Extract to read
---------------

# Beef Back Ribs, The Other Rib Meat



## Savannahsmoker (Oct 27, 2011)

One package of  Beef Back Ribs.






This is how I remove the membrane from ribs.   I found a perfect membrane removal tool and married her.





Temp looks good on the Traeger.





In go the seasoned ribs.





George is a friendly squirrel that we started feeding every afternoon and he was getting impatient while I fiddled with the smoker.





Here they are just a smoking in the Pit





Ribs are plated up





Dinner is Served





Thanks for looking an y’all a good day


----------



## jess11 (Oct 27, 2011)

Ohhhh yum  There are few things that smell as good as ribs in the smoker  We're Green Egg people over here... Thanks for the pics! Its been a couple of months since we've done ribs so I think we're due


----------



## FrankZ (Oct 27, 2011)

Those look great.. thank you for sharing.


----------



## Dawgluver (Oct 27, 2011)

"I found a perfect membrane removal tool and married her."



Beautiful ribs, Savannah!


----------



## Zhizara (Oct 27, 2011)

Thanks for the great pictures.  We love food porn.


----------



## babetoo (Oct 27, 2011)

yummy


----------



## PrincessFiona60 (Oct 28, 2011)

Hokey Smokes!  I can smell that here.


----------



## Rob Babcock (Oct 28, 2011)

That looks awesome!  But I'd be warning that tree rat to stay away from my ribs!


----------



## Paymaster (Oct 28, 2011)

Wow!!!!!!!!!!!!!!!!!! They look great. Awesome color! Thanks for sharing.


----------



## FrankZ (Oct 28, 2011)

Squirrels is good eatin...


----------



## Timothy (Oct 28, 2011)

FrankZ said:


> Squirrels is good eatin...


Man, you can't eat a squirrel named George, Frank! 

He is nice and fat though....


----------

---------------

Point annotation entries
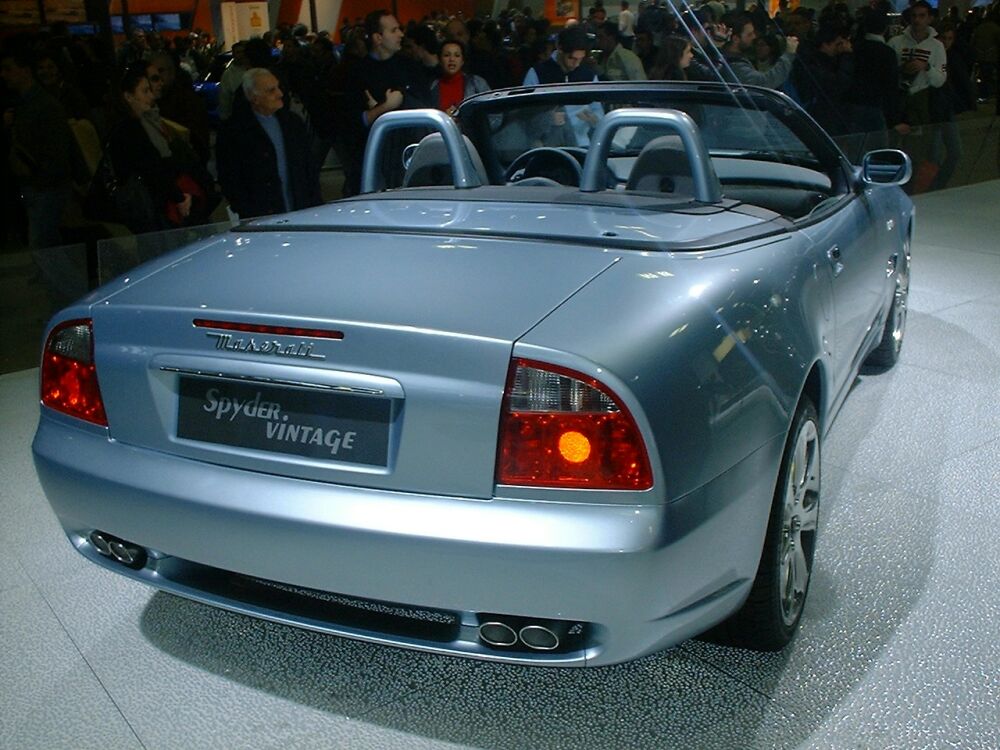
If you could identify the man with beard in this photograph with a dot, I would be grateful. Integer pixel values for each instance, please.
(741, 45)
(385, 81)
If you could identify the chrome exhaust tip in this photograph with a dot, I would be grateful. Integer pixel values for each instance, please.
(539, 638)
(497, 634)
(100, 542)
(126, 553)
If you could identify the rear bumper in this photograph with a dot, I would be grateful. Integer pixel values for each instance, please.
(642, 577)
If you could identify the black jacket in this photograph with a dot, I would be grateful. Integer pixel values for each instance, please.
(248, 165)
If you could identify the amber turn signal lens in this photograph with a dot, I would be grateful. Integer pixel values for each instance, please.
(574, 447)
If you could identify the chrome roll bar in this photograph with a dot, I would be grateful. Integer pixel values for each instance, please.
(465, 175)
(706, 183)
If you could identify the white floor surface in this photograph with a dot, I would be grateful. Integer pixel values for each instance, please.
(899, 647)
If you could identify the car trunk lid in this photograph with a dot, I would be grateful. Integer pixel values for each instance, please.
(367, 359)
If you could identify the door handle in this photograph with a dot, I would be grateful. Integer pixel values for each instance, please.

---------------

Written task
Could you transcribe the part of the beef back ribs thread above between "## Rob Babcock" and "Thanks for sharing.", inclusive?

Complete output
## Rob Babcock (Oct 28, 2011)

That looks awesome!  But I'd be warning that tree rat to stay away from my ribs!


----------



## Paymaster (Oct 28, 2011)

Wow!!!!!!!!!!!!!!!!!! They look great. Awesome color! Thanks for sharing.